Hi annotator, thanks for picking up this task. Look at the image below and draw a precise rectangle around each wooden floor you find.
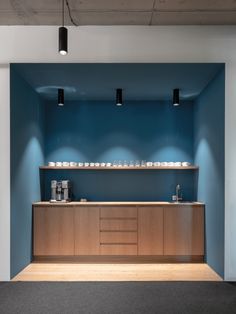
[13,263,222,281]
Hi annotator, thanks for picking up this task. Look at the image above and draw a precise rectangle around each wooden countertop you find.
[33,201,205,206]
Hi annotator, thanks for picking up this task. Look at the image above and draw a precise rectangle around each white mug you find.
[182,161,191,167]
[70,161,77,167]
[161,161,168,167]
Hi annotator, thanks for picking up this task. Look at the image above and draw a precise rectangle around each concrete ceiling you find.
[11,63,224,101]
[0,0,236,25]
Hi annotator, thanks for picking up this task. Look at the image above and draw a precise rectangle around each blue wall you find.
[10,65,44,277]
[42,101,196,201]
[194,70,225,276]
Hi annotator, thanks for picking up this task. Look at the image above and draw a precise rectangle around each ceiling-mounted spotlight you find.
[59,0,68,56]
[116,88,123,106]
[173,88,179,106]
[58,88,64,106]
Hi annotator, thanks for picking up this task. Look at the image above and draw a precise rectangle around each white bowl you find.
[70,161,77,167]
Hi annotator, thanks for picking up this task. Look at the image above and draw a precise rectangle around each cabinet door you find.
[75,206,99,255]
[138,206,163,255]
[34,206,74,256]
[164,205,204,255]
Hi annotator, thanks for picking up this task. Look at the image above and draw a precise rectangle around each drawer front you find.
[100,244,138,255]
[100,219,138,231]
[100,206,137,218]
[100,231,138,244]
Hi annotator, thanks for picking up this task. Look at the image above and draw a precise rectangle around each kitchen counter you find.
[33,202,205,262]
[33,201,204,206]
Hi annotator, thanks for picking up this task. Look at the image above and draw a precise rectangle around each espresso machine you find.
[50,180,71,203]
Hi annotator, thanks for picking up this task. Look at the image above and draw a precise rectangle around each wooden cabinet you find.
[33,203,204,261]
[34,206,74,256]
[138,206,163,255]
[74,206,100,255]
[164,205,204,255]
[100,206,138,255]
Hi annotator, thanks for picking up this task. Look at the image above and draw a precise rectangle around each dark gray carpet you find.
[0,282,236,314]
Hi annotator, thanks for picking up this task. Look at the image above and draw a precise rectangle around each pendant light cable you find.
[62,0,65,27]
[63,0,79,26]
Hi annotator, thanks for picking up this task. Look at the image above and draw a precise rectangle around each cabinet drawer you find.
[100,244,138,255]
[100,219,137,231]
[100,231,137,244]
[100,206,137,218]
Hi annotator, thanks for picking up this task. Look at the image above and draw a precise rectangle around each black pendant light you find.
[59,0,68,56]
[173,88,179,106]
[116,88,123,106]
[58,88,64,106]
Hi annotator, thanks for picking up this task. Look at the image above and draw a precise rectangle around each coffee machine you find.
[50,180,71,203]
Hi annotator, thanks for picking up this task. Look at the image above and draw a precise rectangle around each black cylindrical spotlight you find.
[173,88,179,106]
[59,26,68,56]
[58,88,64,106]
[116,88,123,106]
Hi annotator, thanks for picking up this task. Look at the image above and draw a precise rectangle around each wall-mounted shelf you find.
[39,166,198,170]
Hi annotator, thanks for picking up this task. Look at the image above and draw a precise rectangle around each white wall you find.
[0,26,236,280]
[0,64,10,281]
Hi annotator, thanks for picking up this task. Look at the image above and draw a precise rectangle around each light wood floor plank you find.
[12,263,222,281]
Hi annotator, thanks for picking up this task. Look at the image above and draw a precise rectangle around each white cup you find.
[174,161,182,167]
[182,161,191,167]
[161,161,168,167]
[70,161,77,167]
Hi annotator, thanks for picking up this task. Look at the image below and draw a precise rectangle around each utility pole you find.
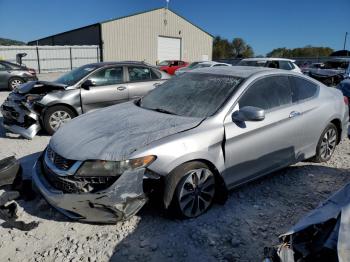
[343,32,348,50]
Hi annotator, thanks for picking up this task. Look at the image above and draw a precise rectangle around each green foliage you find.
[213,36,254,59]
[0,38,25,45]
[266,45,333,58]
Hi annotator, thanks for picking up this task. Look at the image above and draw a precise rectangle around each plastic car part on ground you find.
[0,156,21,186]
[272,184,350,262]
[0,157,38,231]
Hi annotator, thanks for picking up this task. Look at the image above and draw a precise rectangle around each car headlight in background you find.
[76,156,156,177]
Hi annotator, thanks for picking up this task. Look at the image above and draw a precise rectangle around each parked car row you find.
[2,59,349,223]
[1,62,169,139]
[0,60,38,90]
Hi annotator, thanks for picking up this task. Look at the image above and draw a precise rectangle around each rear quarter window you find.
[238,76,292,110]
[290,76,318,103]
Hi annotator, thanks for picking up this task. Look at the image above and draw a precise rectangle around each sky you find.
[0,0,350,55]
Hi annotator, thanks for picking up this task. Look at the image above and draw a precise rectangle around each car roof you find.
[242,57,295,63]
[199,61,228,65]
[190,66,278,78]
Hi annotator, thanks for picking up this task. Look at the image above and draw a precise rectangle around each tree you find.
[213,36,254,59]
[213,36,232,59]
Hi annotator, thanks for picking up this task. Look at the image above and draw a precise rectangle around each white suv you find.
[237,57,301,73]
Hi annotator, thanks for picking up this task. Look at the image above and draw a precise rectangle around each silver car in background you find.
[33,66,349,223]
[1,62,170,139]
[175,61,231,75]
[0,59,38,90]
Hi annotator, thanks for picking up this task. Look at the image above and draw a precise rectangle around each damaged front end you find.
[33,148,153,223]
[1,81,64,139]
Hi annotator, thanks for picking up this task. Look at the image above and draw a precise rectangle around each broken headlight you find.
[26,95,43,104]
[76,156,156,177]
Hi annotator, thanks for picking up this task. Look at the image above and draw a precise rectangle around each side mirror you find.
[81,79,95,90]
[232,106,265,122]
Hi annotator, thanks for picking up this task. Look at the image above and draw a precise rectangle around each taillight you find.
[28,68,36,75]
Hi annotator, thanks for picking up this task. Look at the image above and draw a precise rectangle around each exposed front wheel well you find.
[42,103,79,116]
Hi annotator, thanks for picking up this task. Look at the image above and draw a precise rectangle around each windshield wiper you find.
[150,108,177,115]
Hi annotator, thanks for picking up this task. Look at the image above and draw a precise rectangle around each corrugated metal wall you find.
[0,45,100,73]
[102,9,213,64]
[28,24,100,46]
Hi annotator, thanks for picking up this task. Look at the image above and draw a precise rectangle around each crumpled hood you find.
[15,81,66,94]
[50,102,203,161]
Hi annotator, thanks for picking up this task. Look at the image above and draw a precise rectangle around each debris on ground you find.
[0,156,38,231]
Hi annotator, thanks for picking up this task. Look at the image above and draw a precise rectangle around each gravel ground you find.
[0,74,350,261]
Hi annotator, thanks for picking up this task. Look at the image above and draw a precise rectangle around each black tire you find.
[43,105,77,135]
[8,76,24,91]
[169,161,216,218]
[312,123,339,163]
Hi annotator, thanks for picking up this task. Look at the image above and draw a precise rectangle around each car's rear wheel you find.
[43,106,76,135]
[171,162,215,218]
[8,77,24,90]
[313,123,338,163]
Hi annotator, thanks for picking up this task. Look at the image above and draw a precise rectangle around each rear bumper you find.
[33,158,147,223]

* Description of the task: Rewrite all of the rows above as a numbered list, skipping any blank lines and leaving out the pictures.

* Exercise response:
1. Hi annotator, thanks for picking up this task. Look at the image below and draw a precise rectangle around each wooden floor you find.
2. [13,263,222,281]
3. Hi annotator, thanks for picking up this task. Look at the image above and draw a precise rectangle around each wooden countertop you find.
4. [33,201,205,206]
5. Hi annotator, thanks for picking up this task. Look at the image above and draw a precise rectangle around each white mug you find.
6. [182,161,191,167]
7. [70,161,77,167]
8. [161,161,168,167]
9. Hi annotator, thanks for picking up this task. Look at the image above and draw a precise rectangle around each concrete ceiling you find.
10. [11,63,224,101]
11. [0,0,236,25]
12. Hi annotator, thanks for picking up this task. Look at the image above and draw a precise rectangle around each blue wall you find.
13. [10,65,44,277]
14. [42,101,196,201]
15. [194,70,225,276]
16. Hi annotator, thanks for picking up this task. Look at the image above and draw a precise rectangle around each ceiling-mounted spotlight you find.
17. [59,0,68,56]
18. [116,88,123,106]
19. [173,88,179,106]
20. [58,88,64,106]
21. Hi annotator, thanks for picking up this task. Look at the image above and draw a precise rectangle around each white bowl you find.
22. [70,161,77,167]
23. Hi annotator, thanks for picking up this task. Look at the image above and draw a precise rectangle around each cabinet door you find.
24. [75,206,99,255]
25. [138,206,163,255]
26. [34,206,74,256]
27. [164,205,204,255]
28. Hi annotator, thanks for picking up this task. Look at the image above and draw a precise rectangle around each drawer front you find.
29. [100,244,138,255]
30. [100,219,138,231]
31. [100,206,137,218]
32. [100,231,138,244]
33. Hi annotator, thanks for picking up this task. Look at the image above and draw a precise rectangle around each kitchen counter you find.
34. [33,202,205,262]
35. [33,201,204,206]
36. Hi annotator, thanks for picking up this task. Look at the image above and draw a precise rectangle around each espresso machine you find.
37. [50,180,71,203]
38. Hi annotator, thanks for picking up this task. Look at the image above and draw a precise rectangle around each wooden cabinet you find.
39. [33,203,204,261]
40. [34,206,74,256]
41. [138,206,163,255]
42. [74,206,100,255]
43. [164,205,204,255]
44. [100,206,138,255]
45. Hi annotator, thanks for picking up this task. Look at the image above and draw a precise rectangle around each dark gray carpet you find.
46. [0,282,236,314]
47. Hi annotator, thanks for picking up this task. Look at the image above and draw a precise rectangle around each pendant light cable you find.
48. [62,0,65,27]
49. [63,0,79,26]
50. Hi annotator, thanks for picking up this task. Look at the image above and draw a precise rectangle around each cabinet drawer you find.
51. [100,244,138,255]
52. [100,219,137,231]
53. [100,231,137,244]
54. [100,206,137,218]
55. Hi annotator, thanks for picking up this task. Look at the image above and draw a precise rectangle around each black pendant light you find.
56. [59,0,68,56]
57. [173,88,179,106]
58. [116,88,123,106]
59. [58,88,64,106]
60. Hi annotator, thanks for picking up this task. Look at the image above and draw a precise rectangle around each coffee machine you find.
61. [50,180,71,203]
62. Hi annotator, thanks for picking up this task. Look at the image above and draw a precise rectangle around each black cylindrical spotlight you find.
63. [173,88,179,106]
64. [59,26,68,56]
65. [58,88,64,106]
66. [116,88,123,106]
67. Hi annotator, thanks for picking up this task. Look at the image above and draw a precise rectangle around each wall-mounted shelf you find.
68. [39,166,198,170]
69. Hi annotator, thanks for picking up this task. Look at the image above and draw a precise rectangle around each white wall you find.
70. [0,26,236,280]
71. [0,64,10,281]
72. Hi annotator, thanks for picking up this task. Look at the image above and draw a precise rectangle around each light wood floor plank you find.
73. [12,263,222,281]
74. Hi annotator, thanks for picking up this task. Look at the image above and draw a precise rectangle around each white cup you find.
75. [174,161,182,167]
76. [182,161,191,167]
77. [161,161,168,167]
78. [70,161,77,167]
79. Hi annotator, thanks for picking up this task. Look at the image below and draw a precise rectangle around each utility pole you find.
80. [343,32,348,50]
81. Hi annotator, thanks for picking up this task. Look at the image above and draw a precise rectangle around each green foliage you find.
82. [213,36,254,59]
83. [0,38,25,45]
84. [266,45,333,58]
85. Hi annotator, thanks for picking up this task. Look at the image above and draw a precise rectangle around each plastic car part on ground you find.
86. [0,156,21,186]
87. [272,184,350,262]
88. [0,157,38,231]
89. Hi annotator, thanks for picking up this task. Look at the image above and draw a precise rectangle around each car headlight in background you find.
90. [76,156,156,177]
91. Hi annotator, thanks for picking up this task. Look at the image above and draw a precise rectangle around each parked car row you find.
92. [2,59,349,223]
93. [1,62,169,139]
94. [0,60,38,90]
95. Hi annotator, thanks for picking up this task. Look at the image above and draw a precise rectangle around each rear quarter window you find.
96. [238,76,292,110]
97. [290,76,318,103]
98. Hi annotator, thanks for picking up this task. Look at the image above and draw a precise rectangle around each sky you find.
99. [0,0,350,55]
100. Hi annotator, thanks for picking up this task. Look at the image above and draw a precise rectangle around each car roof you find.
101. [242,57,295,63]
102. [199,61,228,65]
103. [190,66,278,78]
104. Hi annotator, thanks for picking up this task. Look at the image above and draw a precise rectangle around each tree you find.
105. [213,36,254,59]
106. [213,36,232,59]
107. Hi annotator, thanks for picking up this task. Look at the image above and draw a precise rectangle around each white suv you find.
108. [237,57,301,73]
109. Hi annotator, thanks for picking up this task. Look at the image above and draw a precise rectangle around each silver car in background you find.
110. [33,66,349,223]
111. [1,62,170,139]
112. [175,61,231,75]
113. [0,59,38,90]
114. Hi annotator, thanks for picking up this task. Look at the image above and draw a precise rectangle around each damaged front end you find.
115. [33,148,153,223]
116. [1,81,64,139]
117. Hi annotator, thanks for picking up this task. Look at the image above and draw a precise rectangle around each broken headlight you find.
118. [26,95,43,104]
119. [76,156,156,177]
120. Hi annotator, thanks for picking up this task. Look at the image above and draw a precise rectangle around each side mirror you find.
121. [81,79,95,90]
122. [232,106,265,122]
123. Hi annotator, thanks for picking up this task. Look at the image above and draw a precise rectangle around each taillight you find.
124. [28,68,36,75]
125. Hi annotator, thanks for picking up this task. Look at the image above and draw a precise rectangle around each exposed front wheel well you find.
126. [42,103,79,116]
127. Hi annotator, thanks for picking up this task. Look at the image above and draw a precise rectangle around each windshield wiper you find.
128. [150,108,177,115]
129. Hi annotator, thanks for picking up this task. Look at the image above and draw a precise rectangle around each corrugated metal wall you find.
130. [0,45,100,73]
131. [102,9,213,64]
132. [28,24,100,46]
133. Hi annotator, thanks for picking up this task. Look at the image above and draw a precise rectangle around each crumpled hood you find.
134. [15,81,66,94]
135. [50,102,203,161]
136. Hi annotator, thanks for picking up this task. Look at the image above and draw a precise rectangle around each debris on ground you find.
137. [0,156,38,231]
138. Hi annotator, thanks for picking up this task. Look at the image above and draw a precise rectangle around each gravel ground you find.
139. [0,74,350,261]
140. Hi annotator, thanks for picking up this task. Look at the image above and draw a precise rectangle around each black tire you find.
141. [43,105,77,135]
142. [8,76,24,91]
143. [169,161,216,218]
144. [312,123,339,163]
145. Hi annotator, thanks for picking up this task. Look at the image above and draw a precise rectangle around each car's rear wheel you find.
146. [43,106,76,135]
147. [171,162,215,218]
148. [8,77,24,90]
149. [313,123,338,163]
150. Hi annotator, thanks for picking up this task. Look at the image above and draw a precise rectangle around each rear bumper you find.
151. [33,158,147,223]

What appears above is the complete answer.